(데이터셋의 항목)
# # # # # # #
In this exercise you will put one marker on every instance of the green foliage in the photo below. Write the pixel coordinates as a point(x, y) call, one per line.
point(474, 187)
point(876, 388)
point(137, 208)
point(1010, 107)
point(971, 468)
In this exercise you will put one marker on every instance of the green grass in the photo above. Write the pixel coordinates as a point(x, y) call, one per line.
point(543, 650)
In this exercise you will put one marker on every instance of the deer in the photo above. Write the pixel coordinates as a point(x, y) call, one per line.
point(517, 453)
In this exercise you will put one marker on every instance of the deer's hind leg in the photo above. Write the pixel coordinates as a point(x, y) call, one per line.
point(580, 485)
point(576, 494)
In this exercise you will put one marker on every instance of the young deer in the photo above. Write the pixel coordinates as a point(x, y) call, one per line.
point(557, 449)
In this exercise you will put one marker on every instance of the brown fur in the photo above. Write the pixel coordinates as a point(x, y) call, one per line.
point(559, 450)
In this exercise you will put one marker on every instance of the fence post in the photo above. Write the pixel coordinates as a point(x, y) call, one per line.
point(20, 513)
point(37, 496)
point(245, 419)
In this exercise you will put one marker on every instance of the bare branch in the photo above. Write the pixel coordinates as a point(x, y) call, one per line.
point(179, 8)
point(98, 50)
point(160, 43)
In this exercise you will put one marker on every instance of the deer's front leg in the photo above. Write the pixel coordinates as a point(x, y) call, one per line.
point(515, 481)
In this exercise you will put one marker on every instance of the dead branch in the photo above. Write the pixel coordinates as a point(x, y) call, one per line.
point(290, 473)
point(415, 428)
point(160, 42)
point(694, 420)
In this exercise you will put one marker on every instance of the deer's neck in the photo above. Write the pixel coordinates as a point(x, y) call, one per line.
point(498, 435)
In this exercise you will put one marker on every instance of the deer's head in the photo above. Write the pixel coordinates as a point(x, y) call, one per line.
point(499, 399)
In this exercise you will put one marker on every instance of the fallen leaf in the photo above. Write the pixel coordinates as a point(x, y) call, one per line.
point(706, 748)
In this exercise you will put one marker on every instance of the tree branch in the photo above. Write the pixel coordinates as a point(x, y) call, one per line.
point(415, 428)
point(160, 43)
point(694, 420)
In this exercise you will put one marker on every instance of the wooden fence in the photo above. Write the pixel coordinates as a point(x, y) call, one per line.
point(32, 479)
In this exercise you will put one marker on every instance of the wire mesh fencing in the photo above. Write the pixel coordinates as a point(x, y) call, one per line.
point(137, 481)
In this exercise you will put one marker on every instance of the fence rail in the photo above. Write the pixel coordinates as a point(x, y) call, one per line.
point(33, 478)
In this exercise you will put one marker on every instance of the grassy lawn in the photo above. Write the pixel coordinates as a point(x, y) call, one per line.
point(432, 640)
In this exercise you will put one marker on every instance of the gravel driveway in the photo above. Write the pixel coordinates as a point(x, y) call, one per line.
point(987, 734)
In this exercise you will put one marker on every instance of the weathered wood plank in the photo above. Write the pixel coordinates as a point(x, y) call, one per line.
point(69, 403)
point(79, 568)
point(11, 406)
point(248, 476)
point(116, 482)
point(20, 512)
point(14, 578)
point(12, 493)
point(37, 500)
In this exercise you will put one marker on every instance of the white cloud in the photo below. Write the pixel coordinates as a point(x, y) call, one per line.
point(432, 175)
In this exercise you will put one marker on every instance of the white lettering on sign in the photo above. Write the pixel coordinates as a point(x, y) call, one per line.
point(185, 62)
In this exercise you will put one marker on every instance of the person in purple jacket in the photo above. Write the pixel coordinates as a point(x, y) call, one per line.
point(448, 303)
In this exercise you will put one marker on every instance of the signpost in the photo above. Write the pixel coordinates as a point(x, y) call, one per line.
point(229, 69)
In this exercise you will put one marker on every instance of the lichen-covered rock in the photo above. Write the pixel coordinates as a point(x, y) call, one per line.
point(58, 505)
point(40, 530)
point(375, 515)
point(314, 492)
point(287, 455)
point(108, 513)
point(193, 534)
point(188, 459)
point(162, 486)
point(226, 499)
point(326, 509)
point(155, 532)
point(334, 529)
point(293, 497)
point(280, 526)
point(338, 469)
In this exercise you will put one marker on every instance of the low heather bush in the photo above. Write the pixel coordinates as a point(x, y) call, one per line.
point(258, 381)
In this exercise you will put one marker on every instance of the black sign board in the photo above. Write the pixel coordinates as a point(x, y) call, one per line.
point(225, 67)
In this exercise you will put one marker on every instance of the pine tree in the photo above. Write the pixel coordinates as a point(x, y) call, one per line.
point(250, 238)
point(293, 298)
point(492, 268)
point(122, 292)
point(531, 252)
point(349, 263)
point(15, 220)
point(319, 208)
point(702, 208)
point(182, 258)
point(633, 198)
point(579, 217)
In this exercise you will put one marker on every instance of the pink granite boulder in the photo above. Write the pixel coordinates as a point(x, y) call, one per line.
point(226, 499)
# # # # # # #
### 연습 문제
"of the grassy"라는 문구가 있는 줄에서 시작해 "point(987, 734)"라는 문구가 있는 줄까지, 양 끝 줄을 포함한 모든 줄을 빠짐없이 다시 적으시오. 이때 좌표에 들어 있는 수는 모두 -121을 더해 조정하시오.

### 전체 출력
In this exercise you will put one marker on every instance of the grassy lawn in the photo above. Write the pixel coordinates as a point(x, y) call, one per line.
point(311, 519)
In this exercise you will put one marker on every instance of the gravel driveway in the photo above. Write the pixel coordinates as a point(x, y) call, one per line.
point(866, 613)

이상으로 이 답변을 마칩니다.